DATASET ENTRIES

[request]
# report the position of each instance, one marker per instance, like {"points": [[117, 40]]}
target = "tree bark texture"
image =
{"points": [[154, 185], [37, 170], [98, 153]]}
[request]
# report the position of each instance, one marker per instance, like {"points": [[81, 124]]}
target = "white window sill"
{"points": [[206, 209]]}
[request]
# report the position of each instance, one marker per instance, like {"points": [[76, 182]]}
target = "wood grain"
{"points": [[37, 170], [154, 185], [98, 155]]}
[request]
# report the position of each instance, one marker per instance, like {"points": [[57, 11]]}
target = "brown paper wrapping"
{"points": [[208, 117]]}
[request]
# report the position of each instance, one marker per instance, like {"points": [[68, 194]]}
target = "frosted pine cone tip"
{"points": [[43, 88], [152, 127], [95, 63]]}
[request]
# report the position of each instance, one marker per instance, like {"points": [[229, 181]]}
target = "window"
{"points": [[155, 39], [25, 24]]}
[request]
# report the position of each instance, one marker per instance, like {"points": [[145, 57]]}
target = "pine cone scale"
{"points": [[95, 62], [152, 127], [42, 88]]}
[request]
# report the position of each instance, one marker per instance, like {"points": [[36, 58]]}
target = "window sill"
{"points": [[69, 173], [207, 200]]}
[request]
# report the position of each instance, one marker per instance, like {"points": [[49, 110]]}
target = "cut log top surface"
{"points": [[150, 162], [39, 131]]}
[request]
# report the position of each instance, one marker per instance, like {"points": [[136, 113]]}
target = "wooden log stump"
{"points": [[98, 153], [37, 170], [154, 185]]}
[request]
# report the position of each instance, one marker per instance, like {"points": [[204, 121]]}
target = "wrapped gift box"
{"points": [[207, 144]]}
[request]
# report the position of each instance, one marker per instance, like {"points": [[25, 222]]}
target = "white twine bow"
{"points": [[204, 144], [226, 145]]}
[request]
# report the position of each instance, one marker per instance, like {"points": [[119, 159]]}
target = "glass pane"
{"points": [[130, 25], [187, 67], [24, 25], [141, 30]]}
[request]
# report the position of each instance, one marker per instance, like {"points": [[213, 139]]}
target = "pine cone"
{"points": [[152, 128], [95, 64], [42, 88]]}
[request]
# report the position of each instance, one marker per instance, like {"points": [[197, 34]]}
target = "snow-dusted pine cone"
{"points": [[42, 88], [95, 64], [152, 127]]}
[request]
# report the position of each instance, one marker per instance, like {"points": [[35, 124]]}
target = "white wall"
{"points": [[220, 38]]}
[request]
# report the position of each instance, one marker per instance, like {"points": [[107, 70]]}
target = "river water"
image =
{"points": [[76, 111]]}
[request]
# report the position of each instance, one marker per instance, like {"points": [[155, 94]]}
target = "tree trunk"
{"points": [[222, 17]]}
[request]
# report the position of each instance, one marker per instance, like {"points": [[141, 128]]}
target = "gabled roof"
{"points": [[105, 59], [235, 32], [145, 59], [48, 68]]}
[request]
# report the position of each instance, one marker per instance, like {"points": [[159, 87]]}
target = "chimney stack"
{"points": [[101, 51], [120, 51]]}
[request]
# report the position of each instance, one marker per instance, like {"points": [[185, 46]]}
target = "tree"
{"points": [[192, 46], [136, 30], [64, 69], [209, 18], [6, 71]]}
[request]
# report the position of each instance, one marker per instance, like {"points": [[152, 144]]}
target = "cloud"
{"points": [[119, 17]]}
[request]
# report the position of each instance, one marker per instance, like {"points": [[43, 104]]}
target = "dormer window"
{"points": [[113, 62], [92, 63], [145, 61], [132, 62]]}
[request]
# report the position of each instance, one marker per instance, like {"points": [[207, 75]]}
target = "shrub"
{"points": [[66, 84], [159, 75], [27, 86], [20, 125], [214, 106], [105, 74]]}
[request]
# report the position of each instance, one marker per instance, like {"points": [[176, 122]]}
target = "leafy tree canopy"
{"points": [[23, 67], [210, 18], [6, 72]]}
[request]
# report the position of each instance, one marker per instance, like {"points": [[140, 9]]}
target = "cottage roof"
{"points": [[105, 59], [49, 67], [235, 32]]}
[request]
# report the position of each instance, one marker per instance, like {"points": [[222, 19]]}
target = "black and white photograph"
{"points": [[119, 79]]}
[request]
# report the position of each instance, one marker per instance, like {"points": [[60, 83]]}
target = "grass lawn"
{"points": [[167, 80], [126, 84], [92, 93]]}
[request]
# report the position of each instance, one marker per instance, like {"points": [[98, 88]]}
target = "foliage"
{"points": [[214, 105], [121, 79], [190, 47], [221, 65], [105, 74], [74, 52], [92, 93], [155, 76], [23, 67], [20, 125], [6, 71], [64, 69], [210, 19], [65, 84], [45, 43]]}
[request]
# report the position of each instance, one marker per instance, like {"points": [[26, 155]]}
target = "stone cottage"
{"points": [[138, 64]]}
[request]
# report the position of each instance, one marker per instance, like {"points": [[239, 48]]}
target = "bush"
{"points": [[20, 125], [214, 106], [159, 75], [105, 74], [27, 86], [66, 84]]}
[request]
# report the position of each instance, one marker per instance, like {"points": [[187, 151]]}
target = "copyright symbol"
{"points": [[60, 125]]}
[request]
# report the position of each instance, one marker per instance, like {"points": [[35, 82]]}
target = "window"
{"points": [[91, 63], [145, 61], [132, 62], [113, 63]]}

TASK ITEM
Take each line of the listing above and set it down again exactly.

TASK RESULT
[request]
# report the position of each instance, one marker per instance, like {"points": [[117, 40]]}
target = "tree bark texture"
image =
{"points": [[154, 185], [37, 170], [98, 153]]}
[request]
# report the position of each instance, one marker per instance, like {"points": [[81, 124]]}
target = "white window sill"
{"points": [[206, 209]]}
[request]
# report the position of each instance, one marker per instance, like {"points": [[76, 182]]}
target = "wood grain"
{"points": [[37, 170], [154, 185], [98, 155]]}
[request]
# report the position of each instance, one marker per instance, like {"points": [[57, 11]]}
target = "brown paper wrapping"
{"points": [[208, 117]]}
[request]
# report the position of each instance, one marker per instance, like {"points": [[68, 194]]}
target = "frosted pine cone tip"
{"points": [[43, 88], [152, 127], [95, 63]]}
[request]
# report the position of each instance, one marker per instance, like {"points": [[229, 181]]}
target = "window"
{"points": [[155, 39], [25, 24]]}
[request]
# report the position of each instance, one marker per instance, like {"points": [[145, 57]]}
target = "pine cone scale"
{"points": [[95, 62], [152, 127], [42, 88]]}
[request]
# report the position of each instance, one marker per instance, like {"points": [[36, 58]]}
target = "window sill"
{"points": [[69, 173], [207, 200]]}
[request]
# report the position of each instance, one marker per instance, like {"points": [[49, 110]]}
target = "cut log top surface"
{"points": [[150, 162], [39, 131]]}
[request]
# report the position of each instance, one marker per instance, like {"points": [[136, 113]]}
target = "wooden log stump"
{"points": [[98, 153], [37, 170], [154, 185]]}
[request]
# report the position of each instance, one marker per instance, like {"points": [[204, 121]]}
target = "wrapped gift box"
{"points": [[207, 144]]}
[request]
# report the position of each instance, one marker per instance, like {"points": [[25, 222]]}
target = "white twine bow"
{"points": [[204, 144], [226, 145]]}
[request]
# report the position of each instance, one marker per instance, like {"points": [[119, 159]]}
target = "glass pane"
{"points": [[130, 25], [187, 67], [24, 25], [141, 30]]}
[request]
# report the position of each instance, one marker per instance, like {"points": [[213, 139]]}
target = "pine cone"
{"points": [[152, 128], [95, 64], [42, 88]]}
[request]
# report the position of each instance, one marker per instance, like {"points": [[197, 34]]}
target = "snow-dusted pine cone"
{"points": [[42, 88], [95, 64], [152, 127]]}
[request]
# report the position of each instance, one marker per instance, like {"points": [[35, 124]]}
target = "white wall"
{"points": [[220, 38]]}
[request]
# report the position of each instance, one marker per instance, like {"points": [[107, 70]]}
target = "river water"
image =
{"points": [[76, 111]]}
[request]
# report the position of each instance, one marker per instance, like {"points": [[155, 94]]}
target = "tree trunk"
{"points": [[222, 17]]}
[request]
# report the position of each instance, one marker per instance, like {"points": [[141, 128]]}
target = "gabled roof"
{"points": [[105, 59], [235, 32], [145, 59], [48, 68]]}
[request]
# report the position of each instance, one marker per instance, like {"points": [[159, 87]]}
target = "chimney stack"
{"points": [[101, 51], [120, 51]]}
[request]
# report the position of each instance, one marker per instance, like {"points": [[185, 46]]}
target = "tree"
{"points": [[192, 46], [136, 30], [64, 69], [209, 18], [6, 71]]}
[request]
# report the position of each instance, one marker per instance, like {"points": [[152, 144]]}
target = "cloud"
{"points": [[119, 17]]}
[request]
# report the position of each instance, one marker per instance, like {"points": [[43, 104]]}
target = "dormer window"
{"points": [[113, 62], [92, 63], [145, 61], [132, 62]]}
[request]
# report the position of each instance, one marker per instance, like {"points": [[207, 75]]}
target = "shrub"
{"points": [[66, 84], [159, 75], [27, 86], [20, 125], [214, 106], [105, 74]]}
[request]
# report the position of each instance, one marker per instance, like {"points": [[176, 122]]}
target = "leafy tree canopy"
{"points": [[23, 67], [210, 18], [6, 72]]}
[request]
# report the position of each instance, one marker per instance, like {"points": [[140, 9]]}
target = "cottage roof"
{"points": [[105, 59], [49, 67], [235, 32]]}
[request]
# report the position of each instance, one marker per instance, like {"points": [[222, 19]]}
target = "black and white photograph"
{"points": [[119, 79]]}
[request]
# report the position of each instance, one marker per instance, like {"points": [[60, 83]]}
target = "grass lawn"
{"points": [[167, 80], [126, 84], [92, 93]]}
[request]
# report the position of each instance, one marker per instance, like {"points": [[98, 88]]}
target = "foliage"
{"points": [[214, 105], [121, 79], [190, 47], [221, 65], [105, 74], [74, 52], [92, 93], [155, 76], [23, 67], [20, 125], [6, 71], [64, 69], [210, 19], [65, 84], [45, 43]]}
[request]
# report the position of each instance, one marker per instance, like {"points": [[26, 155]]}
target = "stone cottage"
{"points": [[138, 64]]}
[request]
# report the position of each instance, one marker per instance, like {"points": [[239, 48]]}
target = "bush"
{"points": [[20, 125], [214, 106], [159, 75], [105, 74], [27, 86], [66, 84]]}
[request]
# report the position of each instance, one marker per instance, like {"points": [[187, 151]]}
target = "copyright symbol"
{"points": [[60, 125]]}
[request]
# report the position of each instance, one marker per instance, like {"points": [[35, 82]]}
target = "window"
{"points": [[91, 63], [145, 61], [132, 62], [113, 63]]}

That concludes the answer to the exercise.